_APPLY WHAT YOU READ_
1 > In the piece on animal testing below, how often do toxicity tests performed on animals predict problems for humans?
2 > Go on with the piece on animal testing from where it stops.

People don’t like getting sick, and they like even less discussions about how treatments for illness are developed. Humanity has long been uncomfortable with animal testing. Emotion-evoking pictures of caged animals make it easy to forget the frequently laudable ends that are met through animal testing. When heartstrings are being tugged, it’s also easy to forget to ask: To what extent should ethical concerns about respecting animal life dictate the extent to which science and industry should advance?
Let’s explore three reasons in support of animal testing, and three reasons against it.
It’s time to leave animal testing behind.
Animal testing doesn’t guarantee safety for human use.
The FDA requires all chemical materials, like cleaning products and cosmetics, to be tested upon animals before introducing them to humans. The only trouble is, toxicity tests performed on animals predict problems for humans less than half the time, bad news for millions of mice, and for some humans too. Lack of correlation between animal and human reactions have also been reported in clinical trials, some of which have caused human subjects suffered permanent physiological damage. If animal testing cannot give full guarantees of safety or results, is it really meeting its ends?
There are plenty of viable alternatives to animal testing.
Improved imaging methods, in vitro, and computer models represent some of the many emerging options for conducting research without animals. Governments, scientists, and even the commercial science industry agree that alternative approaches are preferable. For commercial science enterprises, non-animal experiments have the dual benefit of cost efficiencies and less regulation. It stands to reason that the more the public nudges researchers toward alternative testing measures, the more encouraged they’ll be to find them.
Animal testing tacitly promotes a speciesism that undermines the very humanism the sciences are meant to promote.
Science has helped us to do away with a lot of useless ideas, and scientists would do well to ask themselves whether man’s dominion over animals isn’t one of them. The idea of man as lord of beasts is as old as Adam and Eve, and arguably, this idea of man’s privilege has discouraged him from collaborating with his environment in favor of exploiting it. In a man-first paradigm, it is little wonder that humanity is wholly out of sync with its surroundings – we extract minerals from the Earth and, in return, inject it with poison. And why should we care? Man is in charge and the world is our oyster.
Animal testing is still necessary.
The advances afforded to humanity through animal testing are undeniable.

_DATA FOR ANALYSIS_
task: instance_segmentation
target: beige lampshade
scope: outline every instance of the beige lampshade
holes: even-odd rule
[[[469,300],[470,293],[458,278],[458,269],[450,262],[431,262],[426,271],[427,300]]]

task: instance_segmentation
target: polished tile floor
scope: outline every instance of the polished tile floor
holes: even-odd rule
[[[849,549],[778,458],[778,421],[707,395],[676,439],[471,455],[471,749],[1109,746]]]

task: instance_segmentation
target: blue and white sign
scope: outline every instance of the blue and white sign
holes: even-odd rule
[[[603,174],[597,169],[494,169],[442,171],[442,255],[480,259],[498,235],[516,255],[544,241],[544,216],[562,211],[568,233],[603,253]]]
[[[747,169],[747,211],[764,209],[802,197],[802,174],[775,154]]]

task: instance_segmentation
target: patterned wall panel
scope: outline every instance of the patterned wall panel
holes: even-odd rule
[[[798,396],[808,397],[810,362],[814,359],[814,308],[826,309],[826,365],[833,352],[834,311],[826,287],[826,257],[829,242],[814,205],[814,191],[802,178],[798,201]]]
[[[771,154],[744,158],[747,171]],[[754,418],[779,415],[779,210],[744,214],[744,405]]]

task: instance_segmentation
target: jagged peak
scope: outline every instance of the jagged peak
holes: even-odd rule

---

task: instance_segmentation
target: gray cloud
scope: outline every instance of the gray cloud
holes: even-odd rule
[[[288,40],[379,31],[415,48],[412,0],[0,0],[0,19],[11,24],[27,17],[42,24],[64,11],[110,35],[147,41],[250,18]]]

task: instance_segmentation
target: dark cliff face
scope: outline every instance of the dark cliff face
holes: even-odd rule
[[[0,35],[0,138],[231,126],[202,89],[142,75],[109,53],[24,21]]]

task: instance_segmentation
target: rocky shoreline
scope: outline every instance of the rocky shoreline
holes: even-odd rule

* * *

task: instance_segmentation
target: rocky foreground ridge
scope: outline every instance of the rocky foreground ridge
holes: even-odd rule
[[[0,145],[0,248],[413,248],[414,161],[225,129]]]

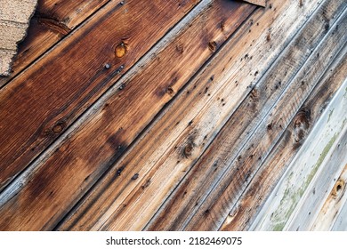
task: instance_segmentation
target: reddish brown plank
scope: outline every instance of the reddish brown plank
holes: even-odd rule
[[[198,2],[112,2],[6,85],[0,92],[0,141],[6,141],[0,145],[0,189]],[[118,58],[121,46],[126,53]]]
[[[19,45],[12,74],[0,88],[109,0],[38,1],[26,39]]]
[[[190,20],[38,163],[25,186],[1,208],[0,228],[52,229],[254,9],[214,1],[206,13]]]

_ANSWERS TO THE PROBLEMS_
1 > Less than half the time.

2 >
Who can identify the telltale limp of Polio survivors, or the panic that would ensue every summer when the disease would claim or cripple hundreds of young people each year? Polio, one of humanity’s oldest and most pernicious killers, was eradicated with the help of animal testing, as was smallpox and rubella. Plus, diabetes can now be controlled through insulin, which was discovered with the contribution of animal testing. Add to that new developments in HIV, cancer and diabetes treatments, and even electronic implants that can give patients the chance to activate paralyzed limbs, and it becomes clear that human medicine without animal subjects would be a mere shadow of itself. Animal research is the primary vehicle for understanding how disease affects the human body. When we say no to animal testing, we also say no to deeper understanding and possibility.
Human medicine advances animal medicine.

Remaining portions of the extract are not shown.